» **Work to do**: Pick out and copy every line of the entries below that contains the word "leaf". Case counts.

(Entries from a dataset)
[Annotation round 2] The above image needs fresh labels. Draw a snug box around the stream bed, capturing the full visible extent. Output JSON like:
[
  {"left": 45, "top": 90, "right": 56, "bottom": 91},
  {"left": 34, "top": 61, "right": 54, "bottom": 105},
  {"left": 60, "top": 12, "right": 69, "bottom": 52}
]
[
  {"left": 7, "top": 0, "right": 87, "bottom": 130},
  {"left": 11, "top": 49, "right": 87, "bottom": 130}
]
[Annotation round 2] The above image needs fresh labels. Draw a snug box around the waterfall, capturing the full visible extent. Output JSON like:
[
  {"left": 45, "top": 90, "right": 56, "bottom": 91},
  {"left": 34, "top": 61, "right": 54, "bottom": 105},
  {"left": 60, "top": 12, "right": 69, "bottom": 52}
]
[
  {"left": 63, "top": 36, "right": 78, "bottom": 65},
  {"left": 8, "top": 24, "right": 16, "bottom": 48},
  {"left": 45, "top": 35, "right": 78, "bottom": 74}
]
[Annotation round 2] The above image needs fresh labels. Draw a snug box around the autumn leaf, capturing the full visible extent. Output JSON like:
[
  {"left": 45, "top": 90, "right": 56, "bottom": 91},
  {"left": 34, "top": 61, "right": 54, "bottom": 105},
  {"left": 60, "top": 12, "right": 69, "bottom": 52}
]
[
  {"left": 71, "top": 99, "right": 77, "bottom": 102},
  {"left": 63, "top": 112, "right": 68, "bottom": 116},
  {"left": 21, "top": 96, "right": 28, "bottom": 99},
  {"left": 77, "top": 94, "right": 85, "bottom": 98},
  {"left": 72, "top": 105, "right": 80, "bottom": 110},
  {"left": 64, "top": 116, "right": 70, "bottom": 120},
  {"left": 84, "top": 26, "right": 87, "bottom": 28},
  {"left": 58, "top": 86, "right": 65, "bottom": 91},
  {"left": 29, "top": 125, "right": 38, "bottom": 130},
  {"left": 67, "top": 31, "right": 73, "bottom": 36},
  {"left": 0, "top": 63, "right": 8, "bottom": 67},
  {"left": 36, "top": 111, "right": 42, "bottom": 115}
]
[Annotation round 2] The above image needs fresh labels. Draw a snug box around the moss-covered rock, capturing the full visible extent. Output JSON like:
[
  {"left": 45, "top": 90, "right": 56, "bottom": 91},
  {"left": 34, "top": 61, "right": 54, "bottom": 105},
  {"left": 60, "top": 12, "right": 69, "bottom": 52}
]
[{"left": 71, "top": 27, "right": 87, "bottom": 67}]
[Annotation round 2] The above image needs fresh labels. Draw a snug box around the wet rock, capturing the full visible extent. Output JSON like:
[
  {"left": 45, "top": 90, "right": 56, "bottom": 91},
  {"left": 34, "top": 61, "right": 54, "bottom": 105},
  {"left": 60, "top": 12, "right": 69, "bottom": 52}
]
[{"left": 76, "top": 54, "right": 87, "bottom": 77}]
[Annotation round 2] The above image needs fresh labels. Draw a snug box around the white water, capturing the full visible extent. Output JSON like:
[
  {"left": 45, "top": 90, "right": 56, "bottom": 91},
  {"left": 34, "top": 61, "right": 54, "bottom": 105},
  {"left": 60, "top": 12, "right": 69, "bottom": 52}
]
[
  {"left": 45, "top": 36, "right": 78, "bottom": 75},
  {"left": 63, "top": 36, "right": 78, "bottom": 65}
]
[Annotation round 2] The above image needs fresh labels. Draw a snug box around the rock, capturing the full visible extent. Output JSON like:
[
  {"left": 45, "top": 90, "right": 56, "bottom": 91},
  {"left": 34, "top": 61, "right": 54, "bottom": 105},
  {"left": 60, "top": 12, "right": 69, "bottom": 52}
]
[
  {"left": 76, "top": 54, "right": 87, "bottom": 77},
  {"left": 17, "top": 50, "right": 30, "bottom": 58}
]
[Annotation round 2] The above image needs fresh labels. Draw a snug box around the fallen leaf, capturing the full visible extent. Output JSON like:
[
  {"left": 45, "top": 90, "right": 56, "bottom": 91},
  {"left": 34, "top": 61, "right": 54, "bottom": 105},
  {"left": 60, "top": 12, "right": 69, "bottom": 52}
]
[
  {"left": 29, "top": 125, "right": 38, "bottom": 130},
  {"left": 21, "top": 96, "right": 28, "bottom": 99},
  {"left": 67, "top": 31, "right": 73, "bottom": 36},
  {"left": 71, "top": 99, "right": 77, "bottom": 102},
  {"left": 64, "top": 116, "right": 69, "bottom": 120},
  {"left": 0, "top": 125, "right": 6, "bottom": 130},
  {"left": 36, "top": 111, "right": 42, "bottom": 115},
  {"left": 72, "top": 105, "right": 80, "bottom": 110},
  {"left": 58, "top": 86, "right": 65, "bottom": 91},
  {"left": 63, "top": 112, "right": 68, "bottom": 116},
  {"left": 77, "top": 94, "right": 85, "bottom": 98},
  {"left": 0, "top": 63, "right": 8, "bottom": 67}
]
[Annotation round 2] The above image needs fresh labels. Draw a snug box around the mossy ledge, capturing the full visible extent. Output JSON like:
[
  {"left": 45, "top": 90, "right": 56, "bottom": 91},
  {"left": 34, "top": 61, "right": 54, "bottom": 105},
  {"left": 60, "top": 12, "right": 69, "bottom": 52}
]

» **Answer**:
[Annotation round 2] The above image needs fresh labels. Draw a snug box around the autumn leaf, capturing the full visible extent. Output JSON like:
[Annotation round 2] The above image needs fresh labels. Draw a snug box around the fallen leaf, capturing the full visible extent. Output JSON like:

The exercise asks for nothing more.